# WHAT TO PRODUCE
Please filter the entries and return only the lines that include "lamp".

# INPUT DATA
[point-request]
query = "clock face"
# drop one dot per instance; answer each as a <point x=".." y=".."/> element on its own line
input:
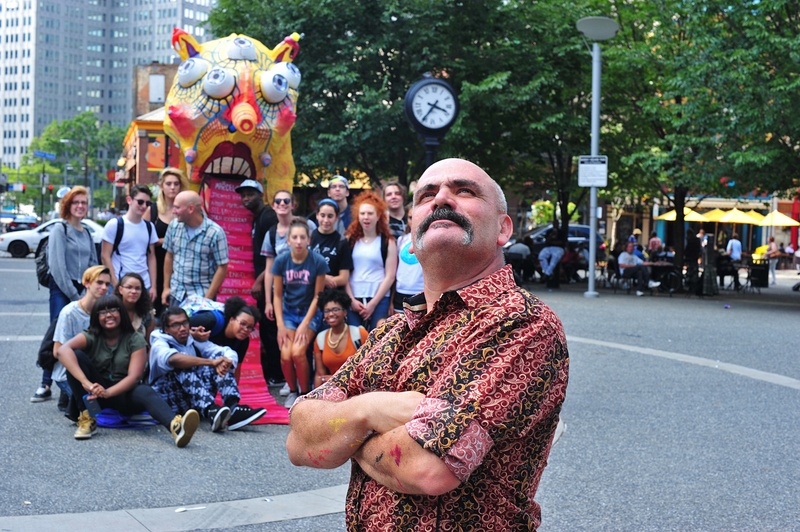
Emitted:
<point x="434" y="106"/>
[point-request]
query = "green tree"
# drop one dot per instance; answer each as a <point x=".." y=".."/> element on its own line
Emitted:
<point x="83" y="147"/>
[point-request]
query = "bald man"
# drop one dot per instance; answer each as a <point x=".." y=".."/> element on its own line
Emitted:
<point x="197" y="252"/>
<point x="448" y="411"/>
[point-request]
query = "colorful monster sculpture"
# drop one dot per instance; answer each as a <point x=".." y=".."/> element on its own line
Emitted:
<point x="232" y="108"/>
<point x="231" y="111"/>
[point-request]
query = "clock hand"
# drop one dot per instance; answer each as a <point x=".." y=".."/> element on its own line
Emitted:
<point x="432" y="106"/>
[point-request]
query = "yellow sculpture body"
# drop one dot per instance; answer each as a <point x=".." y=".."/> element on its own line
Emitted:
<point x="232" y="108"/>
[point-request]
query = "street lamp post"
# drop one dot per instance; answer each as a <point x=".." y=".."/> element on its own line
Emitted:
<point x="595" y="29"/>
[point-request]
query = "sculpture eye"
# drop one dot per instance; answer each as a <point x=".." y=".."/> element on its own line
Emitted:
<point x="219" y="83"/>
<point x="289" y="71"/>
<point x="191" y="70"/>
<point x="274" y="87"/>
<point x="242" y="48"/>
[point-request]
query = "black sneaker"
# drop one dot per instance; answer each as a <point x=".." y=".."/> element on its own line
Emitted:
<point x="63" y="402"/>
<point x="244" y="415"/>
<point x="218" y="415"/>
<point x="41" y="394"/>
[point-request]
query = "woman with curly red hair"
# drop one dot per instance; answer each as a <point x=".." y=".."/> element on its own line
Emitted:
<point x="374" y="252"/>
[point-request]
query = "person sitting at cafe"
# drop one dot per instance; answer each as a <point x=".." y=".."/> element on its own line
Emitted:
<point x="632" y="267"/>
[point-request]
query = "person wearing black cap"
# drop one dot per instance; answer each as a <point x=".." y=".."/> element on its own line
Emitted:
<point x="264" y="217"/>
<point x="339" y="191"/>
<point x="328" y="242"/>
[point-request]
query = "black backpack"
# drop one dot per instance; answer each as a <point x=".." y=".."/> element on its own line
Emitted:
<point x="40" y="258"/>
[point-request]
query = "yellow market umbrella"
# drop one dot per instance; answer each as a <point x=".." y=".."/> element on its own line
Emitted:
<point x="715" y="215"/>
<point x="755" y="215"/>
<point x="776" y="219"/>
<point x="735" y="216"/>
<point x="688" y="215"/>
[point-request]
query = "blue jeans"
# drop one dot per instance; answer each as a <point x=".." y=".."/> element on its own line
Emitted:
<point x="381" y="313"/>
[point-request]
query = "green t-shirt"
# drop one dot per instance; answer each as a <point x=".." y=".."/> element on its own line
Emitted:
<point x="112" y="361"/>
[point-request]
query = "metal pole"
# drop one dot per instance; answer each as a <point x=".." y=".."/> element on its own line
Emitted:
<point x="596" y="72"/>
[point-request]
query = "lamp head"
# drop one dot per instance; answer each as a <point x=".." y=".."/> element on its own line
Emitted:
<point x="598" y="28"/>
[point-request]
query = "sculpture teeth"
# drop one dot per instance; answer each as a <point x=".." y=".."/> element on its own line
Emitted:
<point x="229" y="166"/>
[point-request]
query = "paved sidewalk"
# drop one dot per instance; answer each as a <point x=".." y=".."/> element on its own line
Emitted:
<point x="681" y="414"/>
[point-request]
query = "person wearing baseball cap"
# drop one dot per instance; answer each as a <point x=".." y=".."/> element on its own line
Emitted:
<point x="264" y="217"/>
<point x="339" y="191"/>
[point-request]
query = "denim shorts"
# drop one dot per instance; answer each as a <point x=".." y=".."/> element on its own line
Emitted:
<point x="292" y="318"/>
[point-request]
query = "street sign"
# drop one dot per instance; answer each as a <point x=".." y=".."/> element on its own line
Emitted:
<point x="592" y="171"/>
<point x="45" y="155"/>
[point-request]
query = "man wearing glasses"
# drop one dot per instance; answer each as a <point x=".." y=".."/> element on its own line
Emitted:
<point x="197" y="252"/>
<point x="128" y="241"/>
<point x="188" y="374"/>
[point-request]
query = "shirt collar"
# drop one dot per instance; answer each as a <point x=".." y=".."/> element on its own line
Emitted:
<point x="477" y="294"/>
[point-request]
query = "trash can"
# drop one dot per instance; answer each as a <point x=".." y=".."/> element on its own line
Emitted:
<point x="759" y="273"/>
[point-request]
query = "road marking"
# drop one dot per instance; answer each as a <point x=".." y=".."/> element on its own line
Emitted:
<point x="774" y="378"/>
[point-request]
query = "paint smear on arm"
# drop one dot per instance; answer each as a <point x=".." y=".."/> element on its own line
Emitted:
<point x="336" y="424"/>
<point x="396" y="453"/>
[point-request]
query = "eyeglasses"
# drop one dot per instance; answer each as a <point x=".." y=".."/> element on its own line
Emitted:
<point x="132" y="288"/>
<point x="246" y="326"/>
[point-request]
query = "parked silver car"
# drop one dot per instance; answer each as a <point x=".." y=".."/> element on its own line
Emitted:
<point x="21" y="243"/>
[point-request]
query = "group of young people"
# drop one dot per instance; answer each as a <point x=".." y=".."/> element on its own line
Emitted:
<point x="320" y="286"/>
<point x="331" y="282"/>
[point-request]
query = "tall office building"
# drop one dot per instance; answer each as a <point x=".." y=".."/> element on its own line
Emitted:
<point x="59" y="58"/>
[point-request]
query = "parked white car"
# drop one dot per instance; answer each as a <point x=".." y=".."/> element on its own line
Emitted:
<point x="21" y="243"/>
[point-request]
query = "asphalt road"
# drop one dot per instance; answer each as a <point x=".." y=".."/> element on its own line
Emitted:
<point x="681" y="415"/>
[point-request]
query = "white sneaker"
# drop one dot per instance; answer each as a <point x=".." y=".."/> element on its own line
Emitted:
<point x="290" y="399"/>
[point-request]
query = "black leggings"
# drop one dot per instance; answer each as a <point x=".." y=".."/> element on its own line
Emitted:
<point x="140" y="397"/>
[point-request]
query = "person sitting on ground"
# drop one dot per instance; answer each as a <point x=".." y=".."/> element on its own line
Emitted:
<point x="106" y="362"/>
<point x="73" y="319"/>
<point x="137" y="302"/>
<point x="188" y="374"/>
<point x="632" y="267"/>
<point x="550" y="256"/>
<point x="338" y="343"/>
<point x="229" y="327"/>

# EXERCISE ANSWER
query = "street lamp post"
query = "lamp head"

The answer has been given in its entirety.